Curvas e desvios: do design à astrologia e de volta

Ilustração por Ísis Daou.

Formar-se em Design, hoje em dia, diz muito pouco sobre o ofício de alguém. Trabalhando como designer, é possível que você desenhe automóveis para uma montadora multinacional, elabore layouts para mídias sociais de uma pequena marca, organize grupos de pesquisa com consumidores usando design thinking ou venha a se embrenhar em algum nicho tão específico quanto improvável. Meu caso parece ser esse último: me formei designer há sete anos, mas há três deles vivo e pago minhas contas trabalhando como astróloga e colagista; também me identifico designer, claro, mas essa está longe de ser a minha ocupação principal ou a razão pela qual me oferecem trabalhos. De alguma forma, penso que a insistência nesse ofício ocorre porque eu de fato percebo que pratico design quase todos os dias da minha vida. O pensamento projetual — da mesma forma que a linguagem astrológica por meio da qual eu reconheço o mundo —  é onipresente, tal qual um chip implantado no meu cérebro. Aonde quer que eu vá, carrego ambas as ferramentas sempre à mão.
-=-=-
Tarefa proposta a. Diga se cada afirmação concorda com o texto sobre design e astrologia, respondendo sim ou não e citando as palavras decisivas do texto: (i) quem narra se formou em design há sete anos; (ii) o design é a ocupação principal de quem narra; (iii) há três anos, quem narra se sustenta como astróloga e colagista.
Estas linhas não têm relação nenhuma com o texto.

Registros
-=-=-
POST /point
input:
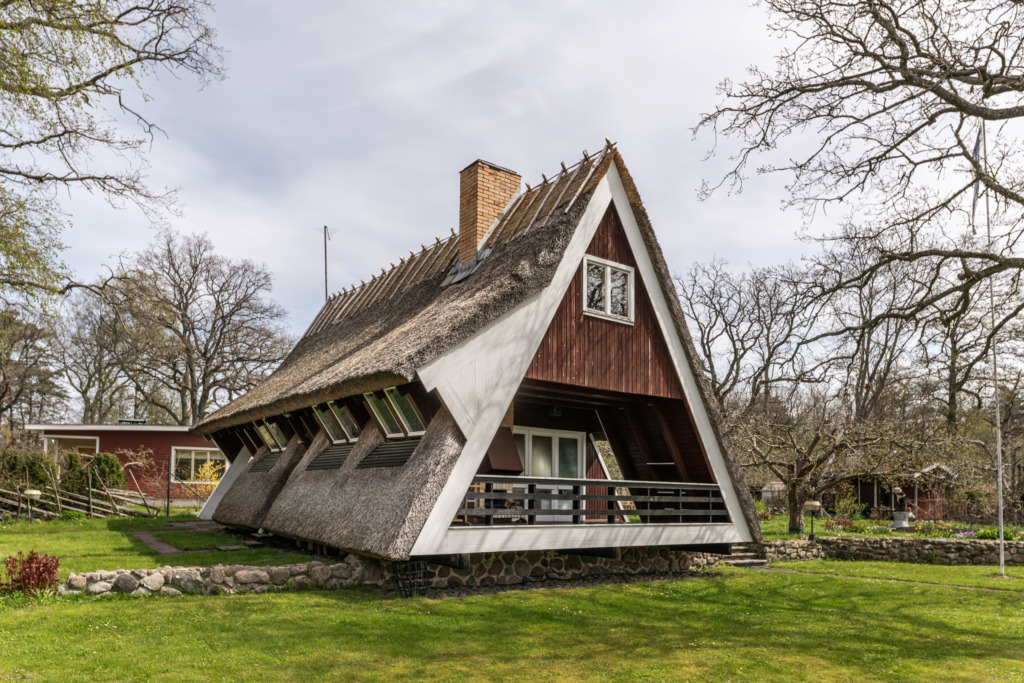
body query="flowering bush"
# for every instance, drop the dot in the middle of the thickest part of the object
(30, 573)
-=-=-
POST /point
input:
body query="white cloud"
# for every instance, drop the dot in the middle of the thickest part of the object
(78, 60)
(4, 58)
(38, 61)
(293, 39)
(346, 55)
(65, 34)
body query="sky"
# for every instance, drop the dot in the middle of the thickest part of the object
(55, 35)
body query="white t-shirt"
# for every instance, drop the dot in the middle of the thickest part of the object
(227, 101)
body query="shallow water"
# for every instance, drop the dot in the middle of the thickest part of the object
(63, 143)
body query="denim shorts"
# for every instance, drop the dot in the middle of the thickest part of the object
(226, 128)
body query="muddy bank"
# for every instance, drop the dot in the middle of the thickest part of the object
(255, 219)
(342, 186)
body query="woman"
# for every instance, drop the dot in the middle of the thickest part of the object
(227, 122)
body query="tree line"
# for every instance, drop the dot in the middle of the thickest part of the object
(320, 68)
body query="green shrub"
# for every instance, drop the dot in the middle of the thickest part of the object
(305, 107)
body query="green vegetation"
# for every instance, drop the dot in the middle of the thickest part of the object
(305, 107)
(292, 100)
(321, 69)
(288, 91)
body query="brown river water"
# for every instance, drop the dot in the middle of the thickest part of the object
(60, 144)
-=-=-
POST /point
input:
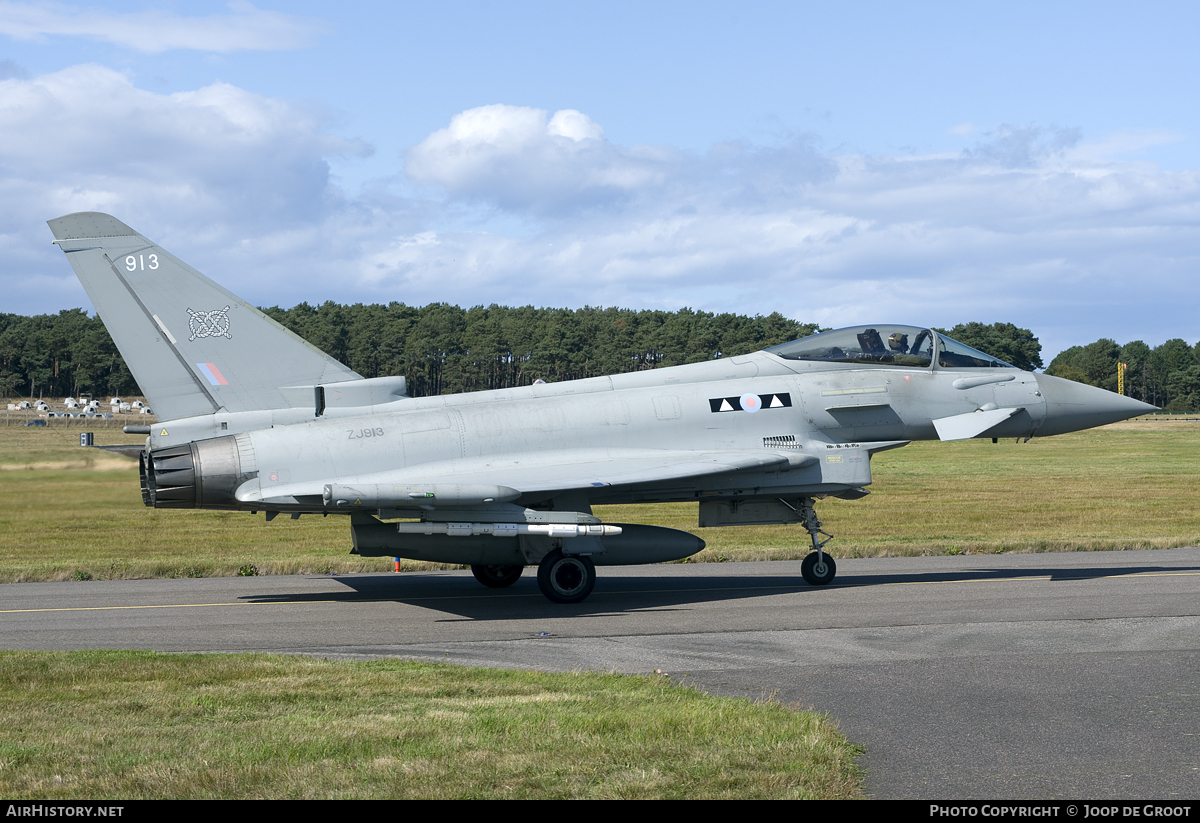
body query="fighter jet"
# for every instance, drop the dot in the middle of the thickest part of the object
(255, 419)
-=-=-
Tarefa proposta b. Localize nas linhas acima todas as que contêm a palavra "water" e copie cada uma delas.

Solução completa a.
(i) Sim: "me formei designer há sete anos".
(ii) Não: "essa está longe de ser a minha ocupação principal".
(iii) Sim: "há três deles vivo e pago minhas contas trabalhando como astróloga e colagista".

Solução completa b.
body query="shallow water"
body query="brown river water"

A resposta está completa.